**Records contained in a dataset**

··········

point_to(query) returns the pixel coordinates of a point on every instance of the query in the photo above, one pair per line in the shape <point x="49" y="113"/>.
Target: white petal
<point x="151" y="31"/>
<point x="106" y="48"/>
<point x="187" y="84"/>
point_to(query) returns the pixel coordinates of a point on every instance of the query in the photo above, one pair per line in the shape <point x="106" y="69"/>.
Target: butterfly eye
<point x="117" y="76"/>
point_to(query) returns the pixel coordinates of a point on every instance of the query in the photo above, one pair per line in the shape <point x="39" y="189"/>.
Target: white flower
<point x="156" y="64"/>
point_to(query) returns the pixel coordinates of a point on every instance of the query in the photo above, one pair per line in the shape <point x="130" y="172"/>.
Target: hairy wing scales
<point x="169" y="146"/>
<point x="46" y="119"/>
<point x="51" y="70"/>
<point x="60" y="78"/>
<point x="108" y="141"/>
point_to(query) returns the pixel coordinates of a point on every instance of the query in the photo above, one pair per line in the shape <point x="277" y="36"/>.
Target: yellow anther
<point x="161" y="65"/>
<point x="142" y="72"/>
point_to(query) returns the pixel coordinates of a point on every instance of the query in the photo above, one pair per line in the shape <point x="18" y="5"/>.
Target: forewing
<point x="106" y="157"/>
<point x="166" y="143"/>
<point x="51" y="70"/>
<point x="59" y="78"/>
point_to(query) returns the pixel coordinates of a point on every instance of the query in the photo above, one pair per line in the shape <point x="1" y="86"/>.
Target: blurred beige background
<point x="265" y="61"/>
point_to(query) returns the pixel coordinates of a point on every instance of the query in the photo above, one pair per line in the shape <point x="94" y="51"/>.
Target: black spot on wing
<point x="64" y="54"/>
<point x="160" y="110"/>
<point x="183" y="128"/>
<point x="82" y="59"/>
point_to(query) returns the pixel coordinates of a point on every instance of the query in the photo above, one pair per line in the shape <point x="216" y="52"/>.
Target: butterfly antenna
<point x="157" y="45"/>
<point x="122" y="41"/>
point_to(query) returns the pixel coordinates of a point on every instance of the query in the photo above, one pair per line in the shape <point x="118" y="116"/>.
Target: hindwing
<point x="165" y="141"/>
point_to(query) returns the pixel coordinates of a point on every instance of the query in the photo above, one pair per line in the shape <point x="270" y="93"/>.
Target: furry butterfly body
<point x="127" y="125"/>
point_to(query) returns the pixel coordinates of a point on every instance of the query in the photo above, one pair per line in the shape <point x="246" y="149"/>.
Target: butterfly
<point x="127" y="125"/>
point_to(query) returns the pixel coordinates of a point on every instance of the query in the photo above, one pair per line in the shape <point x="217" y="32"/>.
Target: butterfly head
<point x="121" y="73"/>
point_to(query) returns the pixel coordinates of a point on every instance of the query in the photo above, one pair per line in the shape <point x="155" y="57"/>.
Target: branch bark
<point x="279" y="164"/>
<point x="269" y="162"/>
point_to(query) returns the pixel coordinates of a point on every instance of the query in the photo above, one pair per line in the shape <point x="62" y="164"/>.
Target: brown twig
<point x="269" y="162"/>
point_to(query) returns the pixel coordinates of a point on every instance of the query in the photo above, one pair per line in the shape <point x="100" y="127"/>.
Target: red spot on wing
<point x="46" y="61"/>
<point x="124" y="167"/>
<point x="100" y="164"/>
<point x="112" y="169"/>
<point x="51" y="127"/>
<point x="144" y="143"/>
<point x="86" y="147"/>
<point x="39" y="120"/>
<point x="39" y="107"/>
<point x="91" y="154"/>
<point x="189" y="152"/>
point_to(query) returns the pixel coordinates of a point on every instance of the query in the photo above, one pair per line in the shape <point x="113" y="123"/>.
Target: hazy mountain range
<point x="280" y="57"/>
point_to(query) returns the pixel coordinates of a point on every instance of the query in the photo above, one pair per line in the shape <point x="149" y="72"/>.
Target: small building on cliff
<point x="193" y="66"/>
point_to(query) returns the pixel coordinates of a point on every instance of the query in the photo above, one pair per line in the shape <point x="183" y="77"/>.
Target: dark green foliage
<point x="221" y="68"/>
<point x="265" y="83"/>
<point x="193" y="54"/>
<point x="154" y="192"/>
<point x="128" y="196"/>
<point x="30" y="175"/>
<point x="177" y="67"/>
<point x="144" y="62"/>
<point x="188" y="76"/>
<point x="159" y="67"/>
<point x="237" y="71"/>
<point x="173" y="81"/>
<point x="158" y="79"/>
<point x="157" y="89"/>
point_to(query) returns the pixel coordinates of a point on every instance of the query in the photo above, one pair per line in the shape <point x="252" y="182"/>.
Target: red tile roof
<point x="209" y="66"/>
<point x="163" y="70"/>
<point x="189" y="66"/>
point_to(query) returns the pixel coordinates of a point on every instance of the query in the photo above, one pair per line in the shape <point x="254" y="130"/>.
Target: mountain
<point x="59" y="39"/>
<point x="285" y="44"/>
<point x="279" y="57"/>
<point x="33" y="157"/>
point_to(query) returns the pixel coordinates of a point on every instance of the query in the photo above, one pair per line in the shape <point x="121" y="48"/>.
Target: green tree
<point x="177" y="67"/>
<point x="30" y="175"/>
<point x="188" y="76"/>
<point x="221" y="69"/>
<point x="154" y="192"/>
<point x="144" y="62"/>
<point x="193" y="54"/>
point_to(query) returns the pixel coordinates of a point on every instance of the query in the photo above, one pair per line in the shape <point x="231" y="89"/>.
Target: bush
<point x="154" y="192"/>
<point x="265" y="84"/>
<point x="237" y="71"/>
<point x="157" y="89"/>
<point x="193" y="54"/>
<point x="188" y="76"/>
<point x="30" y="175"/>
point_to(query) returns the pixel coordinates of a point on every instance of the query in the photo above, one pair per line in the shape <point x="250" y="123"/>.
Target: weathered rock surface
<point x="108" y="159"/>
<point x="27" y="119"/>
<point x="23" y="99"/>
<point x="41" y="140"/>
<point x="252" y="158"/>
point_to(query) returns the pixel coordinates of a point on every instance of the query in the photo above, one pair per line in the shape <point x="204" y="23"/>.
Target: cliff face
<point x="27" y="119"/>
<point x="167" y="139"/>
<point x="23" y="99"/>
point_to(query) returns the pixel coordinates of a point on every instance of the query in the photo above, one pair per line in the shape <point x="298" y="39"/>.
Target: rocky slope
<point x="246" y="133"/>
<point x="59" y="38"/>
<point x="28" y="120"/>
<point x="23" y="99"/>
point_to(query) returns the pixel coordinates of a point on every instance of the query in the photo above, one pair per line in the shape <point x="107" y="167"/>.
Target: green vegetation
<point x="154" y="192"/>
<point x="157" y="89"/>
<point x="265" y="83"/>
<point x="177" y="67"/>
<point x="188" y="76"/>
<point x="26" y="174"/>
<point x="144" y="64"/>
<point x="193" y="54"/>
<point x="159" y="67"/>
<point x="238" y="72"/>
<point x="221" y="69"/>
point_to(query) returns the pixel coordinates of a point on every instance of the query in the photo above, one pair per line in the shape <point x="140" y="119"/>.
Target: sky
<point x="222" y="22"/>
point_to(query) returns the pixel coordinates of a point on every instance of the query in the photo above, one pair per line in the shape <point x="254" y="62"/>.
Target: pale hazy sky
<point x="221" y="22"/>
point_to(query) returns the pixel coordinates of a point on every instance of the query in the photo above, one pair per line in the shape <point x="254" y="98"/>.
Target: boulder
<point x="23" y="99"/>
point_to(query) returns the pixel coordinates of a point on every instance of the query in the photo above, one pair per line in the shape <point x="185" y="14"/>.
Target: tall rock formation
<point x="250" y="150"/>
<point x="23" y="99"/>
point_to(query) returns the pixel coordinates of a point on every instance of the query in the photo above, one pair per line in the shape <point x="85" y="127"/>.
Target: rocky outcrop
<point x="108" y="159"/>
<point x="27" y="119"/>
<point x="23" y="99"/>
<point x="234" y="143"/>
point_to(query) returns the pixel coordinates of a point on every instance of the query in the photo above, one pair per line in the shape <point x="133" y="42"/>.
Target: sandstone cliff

··········

**WHAT IS REQUIRED**
The answer must be the lines from the one containing "Target: rocky outcrop" to the final line of the data above, copied exactly, both included, with nothing added.

**OUTPUT OF THE EXERCISE**
Target: rocky outcrop
<point x="108" y="159"/>
<point x="27" y="119"/>
<point x="23" y="99"/>
<point x="234" y="143"/>
point_to(query) returns the pixel coordinates of a point on every instance of the query in the photo above, one pair per line in the shape <point x="133" y="42"/>.
Target: sandstone cliff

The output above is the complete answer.